[Source data]
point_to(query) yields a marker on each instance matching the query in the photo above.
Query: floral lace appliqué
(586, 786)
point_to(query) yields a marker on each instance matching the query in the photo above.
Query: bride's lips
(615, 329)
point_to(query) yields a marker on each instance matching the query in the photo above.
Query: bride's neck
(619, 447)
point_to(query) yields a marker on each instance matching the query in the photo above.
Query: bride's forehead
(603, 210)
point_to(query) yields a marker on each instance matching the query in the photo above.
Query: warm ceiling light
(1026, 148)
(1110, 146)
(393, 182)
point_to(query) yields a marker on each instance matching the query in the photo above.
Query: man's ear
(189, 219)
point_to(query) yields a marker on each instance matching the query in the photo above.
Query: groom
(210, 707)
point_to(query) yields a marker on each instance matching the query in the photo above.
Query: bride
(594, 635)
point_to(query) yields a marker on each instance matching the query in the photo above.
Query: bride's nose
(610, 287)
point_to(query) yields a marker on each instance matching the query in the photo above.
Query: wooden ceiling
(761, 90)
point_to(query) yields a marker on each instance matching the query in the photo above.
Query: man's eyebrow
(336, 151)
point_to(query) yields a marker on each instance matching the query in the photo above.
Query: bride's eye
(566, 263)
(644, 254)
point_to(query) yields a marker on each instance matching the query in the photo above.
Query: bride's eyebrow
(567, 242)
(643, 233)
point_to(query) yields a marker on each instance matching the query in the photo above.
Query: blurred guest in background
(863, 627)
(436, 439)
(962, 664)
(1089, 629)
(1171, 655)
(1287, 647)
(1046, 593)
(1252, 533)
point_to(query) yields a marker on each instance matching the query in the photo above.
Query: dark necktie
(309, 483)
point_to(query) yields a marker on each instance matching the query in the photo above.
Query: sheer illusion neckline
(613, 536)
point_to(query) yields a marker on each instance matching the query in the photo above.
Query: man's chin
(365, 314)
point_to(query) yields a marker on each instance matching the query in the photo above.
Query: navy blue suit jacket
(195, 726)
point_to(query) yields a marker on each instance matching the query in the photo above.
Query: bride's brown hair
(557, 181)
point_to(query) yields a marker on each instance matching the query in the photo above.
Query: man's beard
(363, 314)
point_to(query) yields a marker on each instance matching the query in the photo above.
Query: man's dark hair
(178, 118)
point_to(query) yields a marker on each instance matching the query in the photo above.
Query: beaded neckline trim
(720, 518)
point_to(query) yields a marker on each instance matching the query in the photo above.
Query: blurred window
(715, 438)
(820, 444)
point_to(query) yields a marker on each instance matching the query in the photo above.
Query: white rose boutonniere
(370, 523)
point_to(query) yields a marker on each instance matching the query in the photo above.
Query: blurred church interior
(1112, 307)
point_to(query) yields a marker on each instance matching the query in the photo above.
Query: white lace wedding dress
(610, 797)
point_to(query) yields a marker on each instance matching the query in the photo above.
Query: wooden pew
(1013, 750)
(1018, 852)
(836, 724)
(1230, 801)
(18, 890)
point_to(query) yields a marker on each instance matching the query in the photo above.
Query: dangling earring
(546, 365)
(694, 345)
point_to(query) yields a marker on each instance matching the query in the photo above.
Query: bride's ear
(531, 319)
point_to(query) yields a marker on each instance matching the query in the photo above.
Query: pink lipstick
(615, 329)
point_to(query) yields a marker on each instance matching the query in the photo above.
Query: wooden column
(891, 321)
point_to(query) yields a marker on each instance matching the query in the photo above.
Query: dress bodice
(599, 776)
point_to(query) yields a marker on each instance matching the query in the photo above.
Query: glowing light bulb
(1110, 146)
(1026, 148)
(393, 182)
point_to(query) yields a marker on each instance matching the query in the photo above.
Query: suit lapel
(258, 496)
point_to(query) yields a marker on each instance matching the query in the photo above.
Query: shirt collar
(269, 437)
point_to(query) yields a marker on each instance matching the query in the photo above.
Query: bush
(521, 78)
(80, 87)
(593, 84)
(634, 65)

_To do_:
Count the lines in the records that contain the string "suit", treating uppercase and lowercase as different, and give only the number.

_Reply_:
2